Aufgaben:
1. Beantworten Sie zum Text zur Divergenz folgende Fragen:
(a) Was begründet laut Punkt 4 die Zulassung der Revision wegen Divergenz?
(b) Welches Aktenzeichen trägt das Verfahren beim BSG?
(c) In welcher Rolle tritt die Deutsche Rentenversicherung Baden-Württemberg im Rechtsstreit auf?
2. Benennen Sie im Text zur Divergenz in dem Abschnitt, der mit „2. Eine solche“ beginnt und mit „Revision wegen Divergenz.“ endet, „LSG“ in „Landessozialgericht“ um, und geben Sie den Abschnitt vollständig wieder.
3. Wie geht der Text zur Divergenz nach seiner letzten Zeile weiter? Schreiben Sie eine Fortsetzung.

Lesetext:
= = = = = = =
2. Eine solche Abweichung ist nur dann hinreichend bezeichnet, wenn aufgezeigt wird, mit welcher genau bestimmten entscheidungserheblichen rechtlichen Aussage zum Bundesrecht die angegriffene Entscheidung des LSG von welcher ebenfalls genau bezeichneten rechtlichen Aussage des BSG, des GmSOGB oder des BVerfG abweicht.
3. Insoweit genügt es nicht darauf hinzuweisen, dass das LSG seiner Entscheidung nicht die höchstrichterliche Rechtsprechung zugrunde gelegt hätte.
4. Nicht die Unrichtigkeit der Entscheidung im Einzelfall, sondern die Nichtübereinstimmung im Grundsätzlichen begründet die Zulassung der Revision wegen Divergenz.
5. Sie liegt daher nicht schon dann vor, wenn das angefochtene Urteil nicht den Kriterien entsprechen sollte, die das BSG, der GmSOGB oder das BVerfG entwickelt hat, sondern erst dann, wenn das LSG diesen Kriterien auch widersprochen, also andere rechtliche Maßstäbe bei seiner Entscheidung herangezogen hat.
in dem Rechtsstreit
BSG Az.: B 12 R 62/16 B
LSG Baden-Württemberg 14.12.2016 - L 5 R 5347/15
SG Stuttgart 05.11.2015 - S 4 R 2644/13
...............................................,
Kläger und Beschwerdeführer,
Prozessbevollmächtigte: ...............................................,
gegen
Deutsche Rentenversicherung Baden-Württemberg,
Gartenstraße 105, 76135 Karlsruhe,
Beklagte und Beschwerdegegnerin,
beigeladen:
1. IKK classic,
Tannenstraße 4 b, 01099 Dresden,
2. AOK Baden-Württemberg,
Presselstraße 19, 70191 Stuttgart,
3. ...............................................,
4. ...............................................,
5. IKK-Pflegekasse classic,
Tannenstraße 4 b, 01099 Dresden,
6. Pflegekasse bei der AOK Baden-Württemberg,
Presselstraße 19, 70191 Stuttgart,
7. Bundesagentur für Arbeit,
Regensburger Straße 104, 90478 Nürnberg.
= = = = = = =
Datenzeilen:
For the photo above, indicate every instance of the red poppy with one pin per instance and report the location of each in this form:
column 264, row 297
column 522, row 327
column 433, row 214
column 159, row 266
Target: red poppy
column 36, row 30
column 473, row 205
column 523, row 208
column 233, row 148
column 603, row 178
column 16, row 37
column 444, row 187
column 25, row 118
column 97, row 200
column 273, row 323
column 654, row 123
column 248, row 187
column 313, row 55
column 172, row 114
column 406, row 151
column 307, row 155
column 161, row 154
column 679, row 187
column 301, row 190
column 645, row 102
= = = = = = =
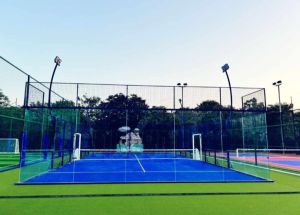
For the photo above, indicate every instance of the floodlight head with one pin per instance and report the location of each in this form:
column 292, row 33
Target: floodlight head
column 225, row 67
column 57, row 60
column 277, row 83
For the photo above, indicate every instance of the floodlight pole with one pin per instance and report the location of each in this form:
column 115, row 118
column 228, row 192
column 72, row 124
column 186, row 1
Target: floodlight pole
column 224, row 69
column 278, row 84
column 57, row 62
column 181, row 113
= = = = = = =
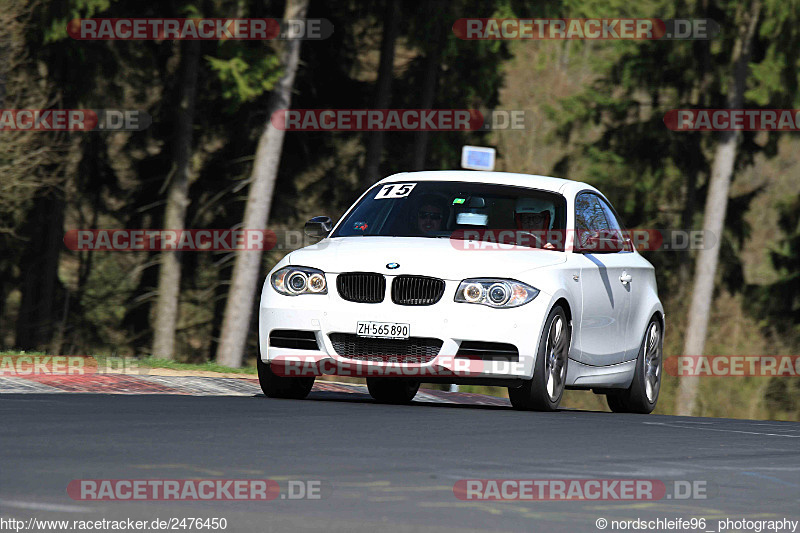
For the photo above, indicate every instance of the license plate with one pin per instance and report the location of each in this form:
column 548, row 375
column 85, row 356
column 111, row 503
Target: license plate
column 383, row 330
= = = = = = =
Antworten nacheinander:
1.
(a) Die Nichtübereinstimmung im Grundsätzlichen.
(b) B 12 R 62/16 B.
(c) Als Beklagte und Beschwerdegegnerin.

2.
2. Eine solche Abweichung ist nur dann hinreichend bezeichnet, wenn aufgezeigt wird, mit welcher genau bestimmten entscheidungserheblichen rechtlichen Aussage zum Bundesrecht die angegriffene Entscheidung des Landessozialgericht von welcher ebenfalls genau bezeichneten rechtlichen Aussage des BSG, des GmSOGB oder des BVerfG abweicht.
3. Insoweit genügt es nicht darauf hinzuweisen, dass das Landessozialgericht seiner Entscheidung nicht die höchstrichterliche Rechtsprechung zugrunde gelegt hätte.
4. Nicht die Unrichtigkeit der Entscheidung im Einzelfall, sondern die Nichtübereinstimmung im Grundsätzlichen begründet die Zulassung der Revision wegen Divergenz.

3.
Der 12. Senat des Bundessozialgerichts hat am 29. Januar 2018 durch den Präsidenten Prof. Dr. S c h l e g e l sowie die Richter H e i n z und B e c k
beschlossen:
Tenor:
Die Beschwerde des Klägers gegen die Nichtzulassung der Revision im Urteil des Landessozialgerichts Baden-Württemberg vom 14. Dezember 2016 wird als unzulässig verworfen.
Der Kläger trägt die Kosten des Beschwerdeverfahrens mit Ausnahme der Kosten der Beigeladenen.
Der Streitwert für das Beschwerdeverfahren wird auf 29 388,26 Euro festgesetzt.
Gründe
I
1
In dem der Nichtzulassungsbeschwerde zugrunde liegenden Rechtsstreit wendet sich der Kläger gegen die Forderung von Sozialversicherungsbeiträgen aufgrund einer Betriebsprüfung.
2
Der Kläger ist Inhaber eines Einzelunternehmens, das die Erbringung von Bauleistungen (Trockenbau) zum Gegenstand hat. Nach einer Betriebsprüfung forderte die Beklagte von ihm für die Beschäftigung der Beigeladenen zu 3. und 4. die Zahlung von Sozialversicherungsbeiträgen in Höhe von zusammen 29 404,72 Euro (Bescheid vom 16.2.2012; Widerspruchsbescheid vom 8.4.2013). Das SG hat den angefochtenen Bescheid "in Höhe von 5.394,14 €" aufgehoben und die Klage im Übrigen abgewiesen (Urteil vom 5.11.2015). Nachdem die Klage auf die Beitragsforderung von 29 388,26 Euro beschränkt worden war, hat das LSG auf die Berufung der Beklagten das Urteil des SG geändert und die Klage insgesamt abgewiesen. Die Berufung des Klägers hat es zurückgewiesen. Die Tätigkeit der Beigeladenen zu 3. und 4. sei zu Recht als Versicherungspflicht in den einzelnen Sozialversicherungszweigen begründende Beschäftigung angesehen worden, weshalb der Kläger Beiträge in der (noch) streitigen Höhe zu zahlen habe (Urteil vom 14.12.2016). Mit der Beschwerde wendet sich der Kläger gegen die Nichtzulassung der Revision.
II
3
Die Beschwerde gegen die Nichtzulassung der Revision in der angefochtenen Entscheidung des LSG ist als unzulässig zu verwerfen (§ 160a Abs 4 S 1 Halbs 2 iVm § 169 SGG). Der Kläger hat entgegen § 160a Abs 2 S 3 SGG den geltend gemachten Zulassungsgrund der Divergenz (§ 160 Abs 2 Nr 2 SGG) nicht hinreichend bezeichnet.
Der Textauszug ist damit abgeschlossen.